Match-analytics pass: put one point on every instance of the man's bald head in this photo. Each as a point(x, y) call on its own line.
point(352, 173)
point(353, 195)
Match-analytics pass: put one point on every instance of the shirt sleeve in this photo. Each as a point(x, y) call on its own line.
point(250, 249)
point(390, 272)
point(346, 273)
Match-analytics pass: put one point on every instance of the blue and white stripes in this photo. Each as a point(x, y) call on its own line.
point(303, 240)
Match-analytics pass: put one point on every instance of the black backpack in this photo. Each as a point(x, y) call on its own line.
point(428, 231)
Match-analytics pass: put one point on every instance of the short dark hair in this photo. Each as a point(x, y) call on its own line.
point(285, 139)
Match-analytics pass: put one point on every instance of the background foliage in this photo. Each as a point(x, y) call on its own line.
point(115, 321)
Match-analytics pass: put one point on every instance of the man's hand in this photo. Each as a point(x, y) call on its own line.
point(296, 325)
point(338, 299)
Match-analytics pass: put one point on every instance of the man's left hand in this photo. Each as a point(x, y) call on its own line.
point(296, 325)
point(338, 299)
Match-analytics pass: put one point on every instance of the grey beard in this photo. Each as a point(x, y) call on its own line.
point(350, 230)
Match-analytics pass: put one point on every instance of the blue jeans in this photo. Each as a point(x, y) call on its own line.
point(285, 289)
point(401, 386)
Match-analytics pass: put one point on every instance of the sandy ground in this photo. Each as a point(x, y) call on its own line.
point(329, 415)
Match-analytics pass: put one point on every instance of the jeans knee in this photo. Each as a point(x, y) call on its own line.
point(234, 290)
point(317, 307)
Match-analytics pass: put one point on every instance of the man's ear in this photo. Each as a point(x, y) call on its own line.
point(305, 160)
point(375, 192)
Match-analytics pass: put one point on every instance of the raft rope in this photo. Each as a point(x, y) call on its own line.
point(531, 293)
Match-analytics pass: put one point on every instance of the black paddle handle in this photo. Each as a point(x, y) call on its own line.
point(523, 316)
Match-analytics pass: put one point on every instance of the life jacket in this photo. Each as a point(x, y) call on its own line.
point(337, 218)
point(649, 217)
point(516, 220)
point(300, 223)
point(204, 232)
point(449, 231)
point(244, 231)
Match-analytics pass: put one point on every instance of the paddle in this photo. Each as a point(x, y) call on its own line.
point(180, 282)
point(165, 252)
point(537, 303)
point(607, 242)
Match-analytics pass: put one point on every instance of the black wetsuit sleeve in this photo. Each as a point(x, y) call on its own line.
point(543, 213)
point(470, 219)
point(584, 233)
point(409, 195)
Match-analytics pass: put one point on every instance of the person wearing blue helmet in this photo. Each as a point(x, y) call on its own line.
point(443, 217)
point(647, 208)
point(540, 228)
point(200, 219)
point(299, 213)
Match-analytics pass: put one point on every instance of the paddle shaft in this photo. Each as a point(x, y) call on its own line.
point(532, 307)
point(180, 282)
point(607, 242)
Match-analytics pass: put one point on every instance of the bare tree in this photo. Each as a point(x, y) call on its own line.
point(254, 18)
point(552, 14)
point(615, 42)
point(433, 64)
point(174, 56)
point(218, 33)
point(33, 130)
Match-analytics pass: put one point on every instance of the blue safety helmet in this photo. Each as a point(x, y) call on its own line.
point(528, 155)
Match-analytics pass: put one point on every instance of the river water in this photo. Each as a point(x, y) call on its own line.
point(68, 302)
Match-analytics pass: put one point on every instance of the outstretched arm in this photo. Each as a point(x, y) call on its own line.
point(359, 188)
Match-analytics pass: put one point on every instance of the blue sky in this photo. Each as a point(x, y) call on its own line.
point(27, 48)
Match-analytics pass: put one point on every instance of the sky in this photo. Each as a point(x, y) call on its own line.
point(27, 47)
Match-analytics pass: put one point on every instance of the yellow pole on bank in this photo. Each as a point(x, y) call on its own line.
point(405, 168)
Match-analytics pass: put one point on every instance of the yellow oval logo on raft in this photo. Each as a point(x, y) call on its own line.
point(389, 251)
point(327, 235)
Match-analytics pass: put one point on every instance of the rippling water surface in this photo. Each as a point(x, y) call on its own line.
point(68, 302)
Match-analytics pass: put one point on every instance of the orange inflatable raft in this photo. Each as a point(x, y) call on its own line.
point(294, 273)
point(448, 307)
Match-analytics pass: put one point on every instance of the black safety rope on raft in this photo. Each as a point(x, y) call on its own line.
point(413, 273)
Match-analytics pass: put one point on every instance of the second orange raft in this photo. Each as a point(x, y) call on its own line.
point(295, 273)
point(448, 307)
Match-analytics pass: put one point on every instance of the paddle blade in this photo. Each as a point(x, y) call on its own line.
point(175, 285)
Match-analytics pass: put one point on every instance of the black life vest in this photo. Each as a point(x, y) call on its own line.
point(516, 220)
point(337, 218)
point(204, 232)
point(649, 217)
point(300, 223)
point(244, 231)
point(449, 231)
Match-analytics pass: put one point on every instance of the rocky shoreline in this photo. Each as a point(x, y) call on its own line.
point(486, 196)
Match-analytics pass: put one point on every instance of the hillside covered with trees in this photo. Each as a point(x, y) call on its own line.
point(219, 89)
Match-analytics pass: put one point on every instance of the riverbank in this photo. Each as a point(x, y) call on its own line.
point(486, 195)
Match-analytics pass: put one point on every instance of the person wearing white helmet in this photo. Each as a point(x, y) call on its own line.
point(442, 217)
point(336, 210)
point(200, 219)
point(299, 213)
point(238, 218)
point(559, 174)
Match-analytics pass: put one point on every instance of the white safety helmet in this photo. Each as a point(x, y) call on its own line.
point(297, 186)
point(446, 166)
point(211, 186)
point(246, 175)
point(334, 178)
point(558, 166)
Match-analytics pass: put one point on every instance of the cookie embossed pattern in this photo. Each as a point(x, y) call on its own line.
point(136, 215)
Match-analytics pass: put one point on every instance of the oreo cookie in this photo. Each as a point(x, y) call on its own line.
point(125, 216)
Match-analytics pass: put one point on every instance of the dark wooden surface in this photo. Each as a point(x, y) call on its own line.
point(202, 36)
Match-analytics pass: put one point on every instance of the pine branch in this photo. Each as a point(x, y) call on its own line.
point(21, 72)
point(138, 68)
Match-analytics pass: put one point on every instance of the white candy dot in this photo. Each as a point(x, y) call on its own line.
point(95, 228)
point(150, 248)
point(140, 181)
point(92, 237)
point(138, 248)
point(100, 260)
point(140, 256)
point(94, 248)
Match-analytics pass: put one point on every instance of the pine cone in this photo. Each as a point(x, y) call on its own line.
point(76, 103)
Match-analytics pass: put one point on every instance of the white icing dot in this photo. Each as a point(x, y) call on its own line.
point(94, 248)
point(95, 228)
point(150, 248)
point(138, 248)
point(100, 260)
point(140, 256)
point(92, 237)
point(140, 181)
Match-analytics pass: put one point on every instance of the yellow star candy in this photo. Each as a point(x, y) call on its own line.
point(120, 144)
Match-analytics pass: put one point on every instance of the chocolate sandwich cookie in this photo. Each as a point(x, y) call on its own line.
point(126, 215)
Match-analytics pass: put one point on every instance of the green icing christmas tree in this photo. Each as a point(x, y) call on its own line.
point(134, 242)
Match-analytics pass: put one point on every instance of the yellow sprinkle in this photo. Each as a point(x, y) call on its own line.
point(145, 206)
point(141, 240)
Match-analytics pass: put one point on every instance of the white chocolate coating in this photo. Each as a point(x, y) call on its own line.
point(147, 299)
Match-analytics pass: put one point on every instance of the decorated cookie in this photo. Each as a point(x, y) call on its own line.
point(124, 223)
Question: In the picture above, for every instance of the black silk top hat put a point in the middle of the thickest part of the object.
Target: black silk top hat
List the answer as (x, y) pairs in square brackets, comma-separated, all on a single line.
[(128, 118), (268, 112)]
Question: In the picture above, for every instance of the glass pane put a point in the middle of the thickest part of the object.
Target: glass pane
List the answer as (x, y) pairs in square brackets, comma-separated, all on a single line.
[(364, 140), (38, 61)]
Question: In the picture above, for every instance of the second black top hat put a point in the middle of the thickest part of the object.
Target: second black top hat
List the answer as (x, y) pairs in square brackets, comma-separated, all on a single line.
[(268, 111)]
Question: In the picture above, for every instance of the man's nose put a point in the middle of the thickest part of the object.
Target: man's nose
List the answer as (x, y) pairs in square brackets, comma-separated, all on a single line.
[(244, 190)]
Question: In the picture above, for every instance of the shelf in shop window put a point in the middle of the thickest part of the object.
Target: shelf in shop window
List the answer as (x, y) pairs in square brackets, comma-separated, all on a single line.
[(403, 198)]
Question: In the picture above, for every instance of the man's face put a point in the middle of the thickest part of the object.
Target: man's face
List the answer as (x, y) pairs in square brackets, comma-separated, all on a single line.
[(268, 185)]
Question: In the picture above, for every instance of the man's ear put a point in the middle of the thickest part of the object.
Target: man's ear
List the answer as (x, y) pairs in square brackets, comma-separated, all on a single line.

_ _ _ _

GOAL: Could you write out again the items between the line holding "the yellow pole" and the one holding "point(327, 235)", inclusive, with every "yellow" swapped for "amber" and nothing else altered? Give only those lines.

OUTPUT:
Match-analytics pass: put one point on every instance of the amber pole on bank in this photo. Each as a point(x, y) call on its own line.
point(405, 168)
Match-analytics pass: put one point on every instance of the amber oval logo on raft in this photo. Each as a point(x, y) call on its own line.
point(389, 251)
point(327, 235)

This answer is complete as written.